## To do
Reproduce the rows below, swapping every instance of "bounding box" for "rectangle" and keeping everything else unchanged.

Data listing
+--

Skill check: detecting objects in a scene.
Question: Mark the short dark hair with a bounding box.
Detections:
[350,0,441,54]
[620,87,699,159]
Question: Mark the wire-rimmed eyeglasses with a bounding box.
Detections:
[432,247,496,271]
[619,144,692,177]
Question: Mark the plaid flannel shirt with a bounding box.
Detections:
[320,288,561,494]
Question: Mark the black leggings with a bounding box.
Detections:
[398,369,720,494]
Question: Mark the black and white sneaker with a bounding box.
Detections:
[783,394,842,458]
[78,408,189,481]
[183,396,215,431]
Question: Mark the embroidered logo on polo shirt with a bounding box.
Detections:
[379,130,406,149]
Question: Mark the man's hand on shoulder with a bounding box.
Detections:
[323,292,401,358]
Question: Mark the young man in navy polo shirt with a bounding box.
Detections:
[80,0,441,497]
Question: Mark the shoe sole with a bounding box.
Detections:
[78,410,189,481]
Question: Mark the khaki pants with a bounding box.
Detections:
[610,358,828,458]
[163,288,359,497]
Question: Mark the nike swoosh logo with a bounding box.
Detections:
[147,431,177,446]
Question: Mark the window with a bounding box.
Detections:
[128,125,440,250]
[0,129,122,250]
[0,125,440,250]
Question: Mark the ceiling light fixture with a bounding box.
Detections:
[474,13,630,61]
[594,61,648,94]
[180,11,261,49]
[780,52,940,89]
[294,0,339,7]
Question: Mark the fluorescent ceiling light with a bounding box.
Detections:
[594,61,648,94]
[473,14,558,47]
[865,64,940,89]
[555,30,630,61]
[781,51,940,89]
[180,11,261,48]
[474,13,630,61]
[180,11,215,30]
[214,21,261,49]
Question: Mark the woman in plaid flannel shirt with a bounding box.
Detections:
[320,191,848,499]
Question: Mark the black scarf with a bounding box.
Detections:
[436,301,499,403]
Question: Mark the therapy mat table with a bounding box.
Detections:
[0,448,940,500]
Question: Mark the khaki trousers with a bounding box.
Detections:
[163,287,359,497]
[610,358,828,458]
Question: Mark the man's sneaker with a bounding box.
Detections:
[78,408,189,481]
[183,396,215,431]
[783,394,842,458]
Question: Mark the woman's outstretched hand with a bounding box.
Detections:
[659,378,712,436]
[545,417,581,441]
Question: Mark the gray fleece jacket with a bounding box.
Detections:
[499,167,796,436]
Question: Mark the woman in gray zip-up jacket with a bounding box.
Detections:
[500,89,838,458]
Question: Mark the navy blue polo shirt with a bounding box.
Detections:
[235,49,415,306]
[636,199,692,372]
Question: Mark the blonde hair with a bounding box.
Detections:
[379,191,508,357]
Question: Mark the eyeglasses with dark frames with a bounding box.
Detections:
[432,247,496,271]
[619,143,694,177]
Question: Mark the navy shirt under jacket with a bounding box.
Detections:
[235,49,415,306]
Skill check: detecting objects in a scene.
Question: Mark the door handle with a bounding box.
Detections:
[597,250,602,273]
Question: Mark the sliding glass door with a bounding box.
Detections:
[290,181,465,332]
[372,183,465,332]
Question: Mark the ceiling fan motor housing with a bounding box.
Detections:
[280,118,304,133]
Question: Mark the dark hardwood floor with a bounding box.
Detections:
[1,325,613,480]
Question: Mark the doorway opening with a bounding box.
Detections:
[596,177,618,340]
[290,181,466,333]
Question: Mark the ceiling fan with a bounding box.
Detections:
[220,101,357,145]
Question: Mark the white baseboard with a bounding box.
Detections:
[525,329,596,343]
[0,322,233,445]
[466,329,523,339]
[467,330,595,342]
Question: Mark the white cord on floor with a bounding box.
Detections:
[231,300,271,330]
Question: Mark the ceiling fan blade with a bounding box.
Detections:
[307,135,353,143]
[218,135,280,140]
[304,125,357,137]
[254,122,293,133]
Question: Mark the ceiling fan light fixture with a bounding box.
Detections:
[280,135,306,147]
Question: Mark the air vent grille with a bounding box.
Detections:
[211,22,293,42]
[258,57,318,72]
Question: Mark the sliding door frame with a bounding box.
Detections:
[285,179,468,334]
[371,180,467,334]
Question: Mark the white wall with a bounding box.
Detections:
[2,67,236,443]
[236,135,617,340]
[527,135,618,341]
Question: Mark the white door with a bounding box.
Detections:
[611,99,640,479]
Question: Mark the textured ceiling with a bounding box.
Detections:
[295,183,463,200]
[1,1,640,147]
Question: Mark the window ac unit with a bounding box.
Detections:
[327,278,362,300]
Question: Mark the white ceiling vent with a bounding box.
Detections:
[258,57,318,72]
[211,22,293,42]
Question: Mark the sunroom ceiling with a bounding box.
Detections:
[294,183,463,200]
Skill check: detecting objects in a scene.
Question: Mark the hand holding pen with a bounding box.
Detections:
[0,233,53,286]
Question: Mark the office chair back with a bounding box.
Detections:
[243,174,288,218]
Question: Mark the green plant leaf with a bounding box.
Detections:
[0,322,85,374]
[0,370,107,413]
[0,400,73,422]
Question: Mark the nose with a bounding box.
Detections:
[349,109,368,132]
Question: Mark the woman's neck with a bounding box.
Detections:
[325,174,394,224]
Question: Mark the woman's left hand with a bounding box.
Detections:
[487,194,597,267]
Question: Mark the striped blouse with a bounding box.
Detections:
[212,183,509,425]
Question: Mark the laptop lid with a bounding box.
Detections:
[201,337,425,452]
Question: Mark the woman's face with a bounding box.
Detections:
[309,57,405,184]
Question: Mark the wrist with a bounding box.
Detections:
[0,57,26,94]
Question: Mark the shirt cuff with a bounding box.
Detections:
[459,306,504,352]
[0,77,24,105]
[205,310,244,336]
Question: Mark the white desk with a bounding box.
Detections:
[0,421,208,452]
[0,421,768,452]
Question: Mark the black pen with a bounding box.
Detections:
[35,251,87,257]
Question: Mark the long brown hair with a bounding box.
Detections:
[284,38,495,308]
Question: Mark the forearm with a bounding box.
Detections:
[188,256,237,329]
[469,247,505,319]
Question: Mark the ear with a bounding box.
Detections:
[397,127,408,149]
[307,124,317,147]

+--

## Task result
Skill check: detecting objects in a scene.
Question: Mark the short dark hair with a rectangle.
Detections:
[350,0,441,54]
[620,87,699,159]
Question: Mark the wire-rimmed eyeglasses with a rectangle.
Detections:
[432,247,496,271]
[619,144,692,177]
Question: Mark the plaid flannel shirt with a rectangle.
Detections:
[320,288,561,494]
Question: Mark the black leggings with a rectangle.
Detections:
[398,369,720,494]
Question: Mark the black and white sneaker with a rectangle.
Detections:
[783,394,842,458]
[78,408,189,481]
[183,396,215,431]
Question: Mark the embroidered logo on polo shirt with a rectangle.
Detections:
[379,130,406,149]
Question: Mark the man's hand on shoulder with a rectangle.
Detections:
[323,292,401,358]
Question: Mark the young man in navy polo shirt with a rectangle.
Detections:
[80,0,441,497]
Question: Mark the shoe sole with a rectangle.
Detections:
[78,410,189,481]
Question: Mark the khaki pants with a rectangle.
Detections:
[610,358,828,458]
[163,288,359,497]
Question: Mark the nike swoosh logo with a rectangle.
Detections:
[147,431,177,446]
Question: Mark the window with a rectangle.
Detections:
[128,125,440,250]
[0,129,122,250]
[0,125,440,250]
Question: Mark the ceiling light fixture with a rectangle.
Detections:
[474,13,630,61]
[594,61,648,94]
[180,11,261,49]
[780,52,940,89]
[294,0,339,7]
Question: Mark the fluorescent ceiling light with a rectangle.
Detections:
[594,61,648,94]
[473,14,558,47]
[865,64,940,89]
[555,30,630,61]
[781,51,940,89]
[180,11,261,48]
[474,13,630,61]
[180,11,215,30]
[214,21,261,49]
Question: Mark the woman in plaid flannel shirt with a rectangle.
Detections:
[320,191,848,499]
Question: Mark the black scarf with a rectangle.
Detections:
[436,301,499,403]
Question: Mark the therapy mat table with a rectangle.
Detections:
[0,448,940,500]
Question: Mark the khaki trousers with a rectangle.
Detections:
[163,287,359,497]
[610,358,828,458]
Question: Mark the man's sneaker with a rectangle.
Detections:
[78,408,189,481]
[183,396,215,431]
[783,394,842,458]
Question: Mark the woman's outstretched hand with a rectangle.
Detections:
[659,378,712,436]
[545,417,581,441]
Question: Mark the gray fleece jacket with a rectangle.
Detections:
[499,167,796,436]
Question: Mark the woman in gray zip-up jacket with a rectangle.
Detections:
[500,89,838,458]
Question: Mark the navy blue polo shirt with a rectangle.
Detections:
[235,49,415,306]
[636,199,692,372]
Question: Mark the blonde hair with a rectangle.
Detections:
[379,191,508,357]
Question: Mark the eyeglasses with dark frames with a rectangle.
Detections:
[432,247,496,271]
[619,143,694,177]
Question: Mark the navy shirt under jacket with a rectangle.
Detections:
[235,49,415,306]
Skill check: detecting objects in a scene.
Question: Mark the door handle with a rectangle.
Detections:
[597,250,602,273]
Question: Mark the sliding glass door with a rectangle.
Detections:
[290,181,465,332]
[372,183,465,332]
Question: Mark the ceiling fan motor housing with a rectangle.
Detections:
[280,118,304,133]
Question: Mark the dark hardwood floor with a rectangle.
Detections:
[1,325,613,480]
Question: Mark the doorway opening with a rectangle.
Detections:
[596,177,618,340]
[290,181,466,333]
Question: Mark the ceiling fan with a rectangle.
Detections:
[220,101,357,145]
Question: Mark the white baseboard with a rectangle.
Detections:
[525,329,596,343]
[0,322,233,445]
[466,329,523,339]
[467,330,595,342]
Question: Mark the white cord on floor with a rectangle.
Detections:
[231,300,271,330]
Question: Mark the ceiling fan blade with a rectangle.
Detections:
[307,135,353,143]
[218,135,280,140]
[304,125,357,137]
[254,122,293,133]
Question: Mark the ceiling fan light fixture with a rectangle.
Detections:
[280,135,306,147]
Question: Mark the air vent grille with a rectangle.
Detections:
[211,22,293,42]
[258,57,318,72]
Question: Mark the sliding door frame with a rectangle.
Detections:
[285,179,468,334]
[371,180,467,334]
Question: Mark the white wall with a rectangle.
Detections:
[2,67,236,443]
[236,135,617,340]
[527,135,618,341]
Question: Mark the white door with a rectangle.
Detections:
[611,99,640,479]
Question: Mark the textured ceiling with a rectangle.
Detections:
[295,183,463,200]
[1,1,640,147]
Question: Mark the window ac unit with a rectangle.
Detections:
[327,278,362,300]
Question: Mark the white ceiling vent with a rectangle.
Detections:
[258,57,318,72]
[211,22,293,42]
Question: Mark the sunroom ceiling with a rectangle.
Detections:
[294,183,463,200]
Skill check: detecting objects in a scene.
Question: Mark the hand holding pen with a rectangle.
Detections:
[0,233,53,286]
Question: Mark the office chair back with a rectangle.
Detections:
[243,174,288,218]
Question: Mark the green plant leaf with a rectangle.
Detections:
[0,322,85,374]
[0,370,107,413]
[0,400,73,422]
Question: Mark the nose with a rectangle.
Detections:
[349,109,368,132]
Question: Mark the woman's neck with a rectangle.
Detections:
[325,174,394,224]
Question: Mark the woman's left hand with a rectangle.
Detections:
[487,194,597,267]
Question: Mark the striped blouse with a rectangle.
Detections:
[212,183,509,425]
Question: Mark the laptop lid with a rectangle.
Detections:
[201,337,425,452]
Question: Mark the woman's face with a rectangle.
Detections:
[309,57,405,184]
Question: Mark the wrist with a rectangle.
Detections:
[0,57,26,94]
Question: Mark the shirt cuff with a rectangle.
Detections:
[459,306,504,352]
[0,77,24,105]
[205,310,244,336]
Question: Mark the white desk with a rectangle.
Detections:
[0,421,208,452]
[0,421,768,452]
Question: Mark the black pen with a rectangle.
Detections:
[35,251,87,257]
Question: Mark the long brown hair with a rectangle.
Detections:
[284,38,495,308]
Question: Mark the forearm with a rectangle.
Detections:
[188,256,237,329]
[469,247,505,319]
Question: Mark the ear with a rectangle.
Detections:
[397,127,408,149]
[307,124,317,147]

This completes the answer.